Location annotation dataset excerpts:
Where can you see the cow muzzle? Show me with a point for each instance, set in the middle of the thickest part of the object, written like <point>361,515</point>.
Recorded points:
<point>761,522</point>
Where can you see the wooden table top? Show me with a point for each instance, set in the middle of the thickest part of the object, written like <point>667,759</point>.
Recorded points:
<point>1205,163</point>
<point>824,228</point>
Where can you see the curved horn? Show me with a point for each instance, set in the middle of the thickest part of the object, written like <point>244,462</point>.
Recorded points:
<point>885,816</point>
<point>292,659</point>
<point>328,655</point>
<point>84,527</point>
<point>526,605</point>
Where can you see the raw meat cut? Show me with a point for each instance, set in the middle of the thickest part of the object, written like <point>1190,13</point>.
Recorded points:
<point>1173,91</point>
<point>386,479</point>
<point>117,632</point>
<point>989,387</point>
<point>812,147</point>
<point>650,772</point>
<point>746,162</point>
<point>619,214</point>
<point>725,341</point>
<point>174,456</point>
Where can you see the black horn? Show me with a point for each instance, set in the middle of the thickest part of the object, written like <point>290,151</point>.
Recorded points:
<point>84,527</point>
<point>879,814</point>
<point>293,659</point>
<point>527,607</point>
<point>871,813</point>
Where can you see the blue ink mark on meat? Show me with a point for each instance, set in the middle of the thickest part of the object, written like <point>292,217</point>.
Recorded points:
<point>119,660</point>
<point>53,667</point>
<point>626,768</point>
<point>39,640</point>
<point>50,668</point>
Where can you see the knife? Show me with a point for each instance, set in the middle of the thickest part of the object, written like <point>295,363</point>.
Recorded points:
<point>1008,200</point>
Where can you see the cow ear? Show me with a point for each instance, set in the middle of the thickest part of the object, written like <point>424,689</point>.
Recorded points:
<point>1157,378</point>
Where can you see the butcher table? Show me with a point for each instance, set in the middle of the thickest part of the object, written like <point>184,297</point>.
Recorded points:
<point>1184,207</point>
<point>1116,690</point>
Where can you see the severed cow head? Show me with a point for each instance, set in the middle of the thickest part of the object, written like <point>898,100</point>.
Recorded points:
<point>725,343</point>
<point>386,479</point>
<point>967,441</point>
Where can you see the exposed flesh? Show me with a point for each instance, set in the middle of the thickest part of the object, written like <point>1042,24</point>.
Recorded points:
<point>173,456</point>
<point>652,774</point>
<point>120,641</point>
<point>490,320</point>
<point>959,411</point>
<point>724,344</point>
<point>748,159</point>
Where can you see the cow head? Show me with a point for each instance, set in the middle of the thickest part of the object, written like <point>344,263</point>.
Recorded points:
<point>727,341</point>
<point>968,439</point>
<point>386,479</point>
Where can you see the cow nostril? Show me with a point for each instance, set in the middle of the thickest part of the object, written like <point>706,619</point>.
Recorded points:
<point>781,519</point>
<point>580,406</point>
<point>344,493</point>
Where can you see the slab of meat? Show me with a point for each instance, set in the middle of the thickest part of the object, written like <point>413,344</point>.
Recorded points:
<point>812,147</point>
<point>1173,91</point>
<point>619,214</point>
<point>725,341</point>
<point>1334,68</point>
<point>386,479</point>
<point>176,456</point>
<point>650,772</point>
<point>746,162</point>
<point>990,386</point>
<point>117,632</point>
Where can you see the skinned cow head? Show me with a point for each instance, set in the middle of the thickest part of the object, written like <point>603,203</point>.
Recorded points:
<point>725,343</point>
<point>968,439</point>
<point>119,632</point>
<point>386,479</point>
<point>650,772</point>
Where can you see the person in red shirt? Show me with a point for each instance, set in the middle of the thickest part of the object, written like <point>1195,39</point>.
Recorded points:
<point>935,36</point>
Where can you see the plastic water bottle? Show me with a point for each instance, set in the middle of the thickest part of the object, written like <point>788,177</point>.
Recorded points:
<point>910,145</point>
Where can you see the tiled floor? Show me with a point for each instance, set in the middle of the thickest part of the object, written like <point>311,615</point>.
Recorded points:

Task details: Reproduce the records from the line containing "Where can you see the black" through the line containing "<point>871,813</point>", inclusive, swapping "black horn" for "dark horn" and leaving everything else unchanged.

Answer for the task:
Where can you see the dark horn? Show me with a point for each instance, set in the middle of the thickest part of the object, written like <point>290,151</point>.
Recorded points:
<point>84,527</point>
<point>879,814</point>
<point>293,659</point>
<point>527,607</point>
<point>871,813</point>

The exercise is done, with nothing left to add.